(Text)
* * * *

So if Fahrenheit was essentially a millennial adventure game (eurgh), where simple gameplay mechanics like picking things up, talking to people, and talking to people allow you to explore a story, then Heavy Rain is, I suppose, a step towards interactive narrative (double eurgh). Except Heavy Rain isn’t really the revolution in game storytelling Cage thinks it is, considering how it’s essentially an adventure game tryst through a sub b-movie noir thriller, and especially considering how you don’t really make decisions about whether anyone lives or dies so much as spastically hammer at the controller hoping your character doesn’t get stabbed in the eye.
Bonus non-sequitur 2.
Which brings me onto another of Cage’s stylistic predilections, and the one I’m least sure I agree with – the bizarre gameplay design. Both Fahrenheit and Heavy Rain match controller movements to the essence of the gesture or action the character is performing in the game. I think I understand what Cage is trying to do, matching in-game actions to gestures made on the controller so you’re more immersed in their experience, but that’s like saying being really good at laser tag means you’re ready for a tour in Afghanistan.
If it’s about immersion, then I don’t think it works – moving the analogue stick out and around doesn’t simulate in the slightest what it’s like to open a fridge door, and even as a gesture-based mechanic it feels coldly removed from the actions of the characters. The bit where it does work, though, is the oft-discussed episode where you have to cut off your own finger with whichever device is closest to hand. And it’s at least better than what you used during the equivalent sequences in Fahrenheit, where you basically navigated fights and chases using a Dance Dance Revolution mechanic, with a primary-coloured directional pad, no less.

* * * *

(Dataset extract)
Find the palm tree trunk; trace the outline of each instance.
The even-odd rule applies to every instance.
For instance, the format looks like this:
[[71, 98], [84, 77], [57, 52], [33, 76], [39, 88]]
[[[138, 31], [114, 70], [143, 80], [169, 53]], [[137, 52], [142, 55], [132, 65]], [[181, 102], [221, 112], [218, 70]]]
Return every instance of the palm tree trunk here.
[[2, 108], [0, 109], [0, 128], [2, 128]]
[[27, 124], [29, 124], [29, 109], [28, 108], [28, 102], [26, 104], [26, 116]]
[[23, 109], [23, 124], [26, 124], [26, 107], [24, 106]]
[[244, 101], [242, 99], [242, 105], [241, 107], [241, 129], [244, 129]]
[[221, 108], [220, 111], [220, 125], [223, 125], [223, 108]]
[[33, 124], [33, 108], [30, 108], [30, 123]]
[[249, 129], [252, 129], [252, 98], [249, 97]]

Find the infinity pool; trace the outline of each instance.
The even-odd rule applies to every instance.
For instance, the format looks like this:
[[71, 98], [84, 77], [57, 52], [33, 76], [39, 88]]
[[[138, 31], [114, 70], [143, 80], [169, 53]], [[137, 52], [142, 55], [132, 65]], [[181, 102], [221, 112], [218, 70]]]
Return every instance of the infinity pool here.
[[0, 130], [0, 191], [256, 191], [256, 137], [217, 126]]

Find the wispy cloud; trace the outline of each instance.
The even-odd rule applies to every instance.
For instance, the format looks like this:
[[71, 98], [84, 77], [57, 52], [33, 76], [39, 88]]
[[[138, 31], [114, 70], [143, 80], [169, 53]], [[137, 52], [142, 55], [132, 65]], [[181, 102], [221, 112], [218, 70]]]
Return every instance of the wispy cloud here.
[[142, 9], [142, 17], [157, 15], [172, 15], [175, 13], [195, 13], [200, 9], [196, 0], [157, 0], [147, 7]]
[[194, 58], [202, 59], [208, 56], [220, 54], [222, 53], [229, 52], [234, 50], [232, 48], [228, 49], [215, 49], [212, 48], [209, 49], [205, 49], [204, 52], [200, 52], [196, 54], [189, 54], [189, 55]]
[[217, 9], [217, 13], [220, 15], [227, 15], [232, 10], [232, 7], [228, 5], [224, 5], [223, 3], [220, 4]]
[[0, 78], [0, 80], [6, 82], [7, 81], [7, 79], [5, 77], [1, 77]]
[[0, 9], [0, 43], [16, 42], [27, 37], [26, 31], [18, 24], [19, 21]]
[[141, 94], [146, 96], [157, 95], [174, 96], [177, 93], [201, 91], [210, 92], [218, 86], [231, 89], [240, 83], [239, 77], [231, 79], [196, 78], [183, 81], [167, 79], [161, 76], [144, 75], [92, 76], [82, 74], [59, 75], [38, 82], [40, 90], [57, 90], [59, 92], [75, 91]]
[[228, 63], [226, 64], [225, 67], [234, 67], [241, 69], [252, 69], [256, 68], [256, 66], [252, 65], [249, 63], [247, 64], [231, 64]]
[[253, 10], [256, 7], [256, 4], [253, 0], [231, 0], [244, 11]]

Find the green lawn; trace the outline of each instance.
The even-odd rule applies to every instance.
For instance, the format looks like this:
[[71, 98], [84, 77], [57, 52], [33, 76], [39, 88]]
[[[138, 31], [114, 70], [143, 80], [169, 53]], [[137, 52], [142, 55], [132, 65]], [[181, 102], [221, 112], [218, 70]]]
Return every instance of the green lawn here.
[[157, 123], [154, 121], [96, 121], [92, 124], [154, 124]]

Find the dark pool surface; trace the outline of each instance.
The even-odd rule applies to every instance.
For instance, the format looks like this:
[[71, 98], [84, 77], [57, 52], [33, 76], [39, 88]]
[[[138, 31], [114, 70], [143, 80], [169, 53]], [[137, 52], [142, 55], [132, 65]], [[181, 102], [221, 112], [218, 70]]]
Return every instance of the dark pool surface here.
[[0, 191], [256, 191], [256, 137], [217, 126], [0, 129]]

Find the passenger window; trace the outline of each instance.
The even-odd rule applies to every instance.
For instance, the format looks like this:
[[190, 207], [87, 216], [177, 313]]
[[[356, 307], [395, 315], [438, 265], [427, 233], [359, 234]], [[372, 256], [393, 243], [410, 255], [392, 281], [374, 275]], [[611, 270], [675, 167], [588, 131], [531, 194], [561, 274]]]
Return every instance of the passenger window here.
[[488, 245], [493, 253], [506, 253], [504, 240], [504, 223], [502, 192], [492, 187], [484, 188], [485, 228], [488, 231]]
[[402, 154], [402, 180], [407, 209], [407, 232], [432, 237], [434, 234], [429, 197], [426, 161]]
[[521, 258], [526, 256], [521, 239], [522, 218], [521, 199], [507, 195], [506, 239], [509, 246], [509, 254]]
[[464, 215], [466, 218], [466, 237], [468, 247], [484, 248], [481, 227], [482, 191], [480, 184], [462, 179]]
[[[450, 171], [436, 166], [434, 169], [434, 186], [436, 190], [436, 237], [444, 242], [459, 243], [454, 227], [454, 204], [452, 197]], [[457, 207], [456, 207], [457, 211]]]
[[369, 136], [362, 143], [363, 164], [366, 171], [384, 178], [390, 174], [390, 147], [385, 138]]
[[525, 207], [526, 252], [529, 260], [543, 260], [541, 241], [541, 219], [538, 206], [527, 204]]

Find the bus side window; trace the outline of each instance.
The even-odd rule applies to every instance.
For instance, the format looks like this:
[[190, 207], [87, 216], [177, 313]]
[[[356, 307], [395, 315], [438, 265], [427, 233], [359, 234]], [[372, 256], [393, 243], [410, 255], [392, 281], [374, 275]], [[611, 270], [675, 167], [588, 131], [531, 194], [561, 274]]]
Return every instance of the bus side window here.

* * * *

(Exercise tasks)
1 - Reproduce the Heavy Rain text word for word, from "So if Fahrenheit" up to and including "Bonus non-sequitur 2.".
2 - In the Heavy Rain text, which episode is named as the place where the gesture-based controller design does work?
Rely solely on the Heavy Rain text, not on the records.

(Your responses)
1 -
So if Fahrenheit was essentially a millennial adventure game (eurgh), where simple gameplay mechanics like picking things up, talking to people, and talking to people allow you to explore a story, then Heavy Rain is, I suppose, a step towards interactive narrative (double eurgh). Except Heavy Rain isn’t really the revolution in game storytelling Cage thinks it is, considering how it’s essentially an adventure game tryst through a sub b-movie noir thriller, and especially considering how you don’t really make decisions about whether anyone lives or dies so much as spastically hammer at the controller hoping your character doesn’t get stabbed in the eye.
Bonus non-sequitur 2.

2 - The episode where you have to cut off your own finger with whichever device is closest to hand.